Des initiatives existent déjà. Des podcasts comme Transfert, Les Couilles sur la table, The Ezra Klein Show permettent des récits longs, nuancés. Des apps comme BeReal tentent de restituer des fragments de réel. Des pratiques pédagogiques — théâtre forum, ateliers de récit de vie, cercles d’écoute — permettent de reconfigurer les gestes de la compassion.
Mais au-delà des outils, il faudra refonder une culture du soin. Où l’on accepte que l’empathie ne soit ni immédiate, ni rentable, ni parfaite. Où l’on puisse rester avec l’autre dans son trouble. Où l’on privilégie la profondeur au signal. Où l’on renoue avec l’expérience de la lente transformation mutuelle.
VI. Conclusion – L’empathie comme geste politique
Il ne suffit pas de dénoncer la brutalité du monde numérique. Il faut comprendre que ce qui est en jeu dans l’extinction progressive de l’empathie, c’est rien de moins que la possibilité d’une communauté humaine partageable.
---+---
• À FAIRE:
1) Dans le texte sur l'empathie, quelle application tente de restituer des fragments de réel ?
2) Reprenez, s'il vous plaît, le texte sur l'empathie à la suite de sa dernière phrase.

• Entrées de pointage d'objets étiquetés:
---+---
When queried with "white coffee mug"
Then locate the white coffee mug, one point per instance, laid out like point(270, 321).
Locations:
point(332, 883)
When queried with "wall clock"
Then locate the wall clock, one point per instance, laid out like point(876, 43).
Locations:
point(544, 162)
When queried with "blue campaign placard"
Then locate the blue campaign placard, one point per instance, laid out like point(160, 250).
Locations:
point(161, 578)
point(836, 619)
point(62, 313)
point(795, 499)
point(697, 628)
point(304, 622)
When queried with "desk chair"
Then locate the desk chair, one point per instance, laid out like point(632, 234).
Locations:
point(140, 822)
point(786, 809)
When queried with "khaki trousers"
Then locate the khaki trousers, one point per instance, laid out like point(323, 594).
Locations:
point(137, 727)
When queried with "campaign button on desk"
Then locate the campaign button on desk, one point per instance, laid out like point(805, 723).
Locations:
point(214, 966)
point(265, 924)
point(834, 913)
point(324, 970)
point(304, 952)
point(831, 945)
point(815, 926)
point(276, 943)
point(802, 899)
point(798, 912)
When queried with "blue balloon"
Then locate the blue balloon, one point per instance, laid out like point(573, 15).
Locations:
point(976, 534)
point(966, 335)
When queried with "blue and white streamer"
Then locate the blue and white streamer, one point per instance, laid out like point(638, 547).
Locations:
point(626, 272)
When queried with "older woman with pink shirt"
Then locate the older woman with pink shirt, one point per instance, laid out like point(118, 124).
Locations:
---+---
• RÉPONSES ÉCRITES:
1) BeReal.

2)
Nous ne vivons pas une crise de la sensibilité, mais une crise des formes. L’empathie n’a pas disparu : elle a été recodée. D’une disposition intérieure, elle est devenue un affichage extérieur. D’un lien, elle est devenue un signal. D’une lente navigation entre altérités, elle est devenue une pulsation métrique.
Repolitiser l’empathie, c’est refuser que la souffrance de l’autre devienne un contenu. C’est refuser la dictature du visible et du mesurable. C’est refaire de l’attention un acte. De l’écoute un travail. De la compassion un engagement.
Ce n’est pas un retour à l’intime qu’il faut, mais une réinvention du commun.
L’empathie ne consiste pas à pleurer avec les autres. Elle consiste à rester, même quand l’algorithme est déjà passé à autre chose.